Enunciado 1:
No excerto sobre propriedade industrial, que startup portuguesa é apontada como líder do ranking de requerentes de patentes?
Enunciado 2:
Escreva a continuação do excerto sobre propriedade industrial em Portugal, a partir da sua última frase.

Excerto do documento:
════

Em Portugal, sente que há um esforço de investimento na Propriedade Industrial?
Sem prejuízo do caminho que temos pela frente, têm sido divulgados dados estatísticos muito animadores sobre a importância destes direitos no panorama atual, à escala global, demonstrativos de um investimento crescente em termos de inovação, empreendedorismo, investigação e desenvolvimento, em diversos sectores de atividade e, ao mesmo tempo, de uma maior consciencialização sobre a importância de proteger as nossas criações. Em 2021, os pedidos de patentes oriundos de Portugal junto do European Patent Office cresceram 13,9%, sendo avançado como o crescimento mais forte na Europa, de entre os países com mais de 200 pedidos de patentes e mais de cinco vezes a taxa média da UE de 2,7%. Cinco dos dez maiores requerentes de patentes portugueses são universidades ou institutos de investigação, como a Universidade do Minho, do Porto, o Politécnico de Leiria, a Universidade de Aveiro, sendo a startup portuguesa Feedzai avançada como a entidade que liderou este ranking, com mais de 17 pedidos de patentes. Os pedidos com origem em Portugal revelam que os pedidos de patentes feitos em 2021 em tecnologia triplicaram, incluindo os referentes a inovação nos cuidados de saúde e no setor dos transportes cresceram 114%. O EPO atreveu-se mesmo a divulgar que, depois de um ano de 2020 marcado pelo decréscimo no número de pedidos de registo de patentes, 2021 revelou-se um ano recorde para estes pedidos, com 188.600 pedidos provenientes de todo o mundo, o que reflete um aumento de 4,5% face a 2020.

════

Dados a analisar:

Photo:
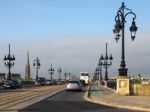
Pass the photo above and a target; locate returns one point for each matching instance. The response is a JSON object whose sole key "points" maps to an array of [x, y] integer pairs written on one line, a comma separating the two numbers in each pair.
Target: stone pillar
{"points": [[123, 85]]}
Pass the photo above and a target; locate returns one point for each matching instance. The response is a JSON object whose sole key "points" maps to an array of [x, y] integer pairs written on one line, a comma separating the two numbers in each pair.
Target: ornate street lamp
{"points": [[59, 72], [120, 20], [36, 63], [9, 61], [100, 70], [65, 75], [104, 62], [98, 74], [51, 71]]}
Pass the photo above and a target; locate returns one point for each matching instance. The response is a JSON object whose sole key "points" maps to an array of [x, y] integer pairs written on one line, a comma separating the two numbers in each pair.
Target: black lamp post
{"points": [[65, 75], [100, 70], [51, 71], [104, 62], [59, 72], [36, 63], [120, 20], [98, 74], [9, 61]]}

════

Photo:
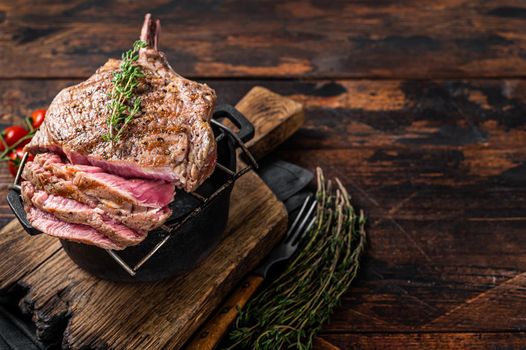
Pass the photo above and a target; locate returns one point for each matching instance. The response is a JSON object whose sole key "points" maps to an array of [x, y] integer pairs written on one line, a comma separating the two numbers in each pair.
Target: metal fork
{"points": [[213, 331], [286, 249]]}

════

Resposta 1:
A Feedzai, com mais de 17 pedidos de patentes.

Resposta 2:
O Estado tem estado a fazer o seu papel?
Os governos e reguladores têm vindo também a lançar medidas que estimulam este desenvolvimento dos direitos de PI, incluindo das patentes de invenção. Por exemplo, a iniciativa de lançamento das candidaturas ao Novo Fundo europeu de apoio às PME, lançado a 10 de janeiro de 2022, incentiva à proteção dos direitos de propriedade intelectual como forma de fazer “descolar” os negócios das empresas e é uma prova de que a propriedade intelectual está presente nas agendas atuais. Mais recentemente, a proposta de Orçamento do Estado para 2022, sobre o regime “Patent Box”, previa uma medida estrutural importante nesta matéria: o benefício fiscal de dedução ao lucro tributável dos rendimentos provenientes de contratos que tenham por objeto a cessão ou a utilização temporária de direitos de propriedade intelectual de 85% (atualmente, 50%), numa clara estratégia de incentivo à criação, licenciamento, exploração e transmissão de criações e inovação (patentes e direitos de autor sobre software).

Que efeito tem nas empresas?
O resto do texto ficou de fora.